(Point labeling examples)
..........

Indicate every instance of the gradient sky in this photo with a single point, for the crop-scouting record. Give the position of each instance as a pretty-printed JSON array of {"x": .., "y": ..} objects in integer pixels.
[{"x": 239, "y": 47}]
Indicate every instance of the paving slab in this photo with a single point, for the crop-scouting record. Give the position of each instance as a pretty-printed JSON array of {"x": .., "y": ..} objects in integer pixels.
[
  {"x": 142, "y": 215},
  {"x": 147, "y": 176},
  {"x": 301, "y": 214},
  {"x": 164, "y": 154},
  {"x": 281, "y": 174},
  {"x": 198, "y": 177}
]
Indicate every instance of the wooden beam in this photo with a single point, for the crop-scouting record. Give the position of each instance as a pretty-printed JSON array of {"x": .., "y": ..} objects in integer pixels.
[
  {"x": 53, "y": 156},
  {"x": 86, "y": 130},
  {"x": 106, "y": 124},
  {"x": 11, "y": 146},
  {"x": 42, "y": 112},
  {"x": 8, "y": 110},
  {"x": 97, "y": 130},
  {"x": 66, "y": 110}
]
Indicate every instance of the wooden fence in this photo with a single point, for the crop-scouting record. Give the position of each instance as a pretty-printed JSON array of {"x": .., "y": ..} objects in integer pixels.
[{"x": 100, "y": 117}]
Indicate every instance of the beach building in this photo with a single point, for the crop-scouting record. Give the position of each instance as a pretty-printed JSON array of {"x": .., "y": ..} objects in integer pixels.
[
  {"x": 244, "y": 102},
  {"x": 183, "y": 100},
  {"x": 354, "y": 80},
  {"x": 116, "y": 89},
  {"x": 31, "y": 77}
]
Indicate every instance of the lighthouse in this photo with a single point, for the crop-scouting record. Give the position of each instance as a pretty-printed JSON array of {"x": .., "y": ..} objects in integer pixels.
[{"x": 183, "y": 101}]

..........

== Directions ==
Extract each record, keeping it identical to the original.

== Response to this task ==
Indicate every instance of the gradient sky in this photo with a single point, for the crop-scouting record. Give the position of each instance as a pretty-printed JSON array of {"x": .., "y": ..} objects in integer pixels.
[{"x": 239, "y": 47}]
Indicate every instance of the paving slab in this photo with a single point, for the crop-scouting record. Give the position of each instance as a pretty-printed JSON array of {"x": .., "y": ..} objects in integer pixels.
[
  {"x": 142, "y": 215},
  {"x": 147, "y": 176},
  {"x": 301, "y": 214},
  {"x": 164, "y": 154},
  {"x": 281, "y": 174},
  {"x": 198, "y": 177}
]
Indicate every instance of the wooden beam in this photo with a single point, for the crop-scouting record. Give the position of each instance as a pretty-printed JSON array of {"x": .., "y": ..} objects in integer pixels.
[
  {"x": 53, "y": 156},
  {"x": 86, "y": 130},
  {"x": 106, "y": 124},
  {"x": 11, "y": 146},
  {"x": 42, "y": 112},
  {"x": 8, "y": 110},
  {"x": 97, "y": 130},
  {"x": 66, "y": 110}
]
Indicate every instance of the wooden fence in this photo with a single point, for the crop-scouting record. Give the position of each instance as a pretty-printed JSON array of {"x": .., "y": ..} objects in integer pixels.
[{"x": 100, "y": 117}]
Indicate every instance of the beach building in this photo with a single point, for the crop-scouting record. Give the position of each instance as a pretty-printed JSON array of {"x": .., "y": ..} objects in integer pixels.
[
  {"x": 244, "y": 102},
  {"x": 183, "y": 100},
  {"x": 354, "y": 80},
  {"x": 116, "y": 89},
  {"x": 31, "y": 77}
]
Indicate every instance of the lighthouse in this photo with a single point, for the crop-scouting record. Give the position of each instance as a pretty-printed JSON array of {"x": .., "y": ..} objects in integer pixels.
[{"x": 183, "y": 101}]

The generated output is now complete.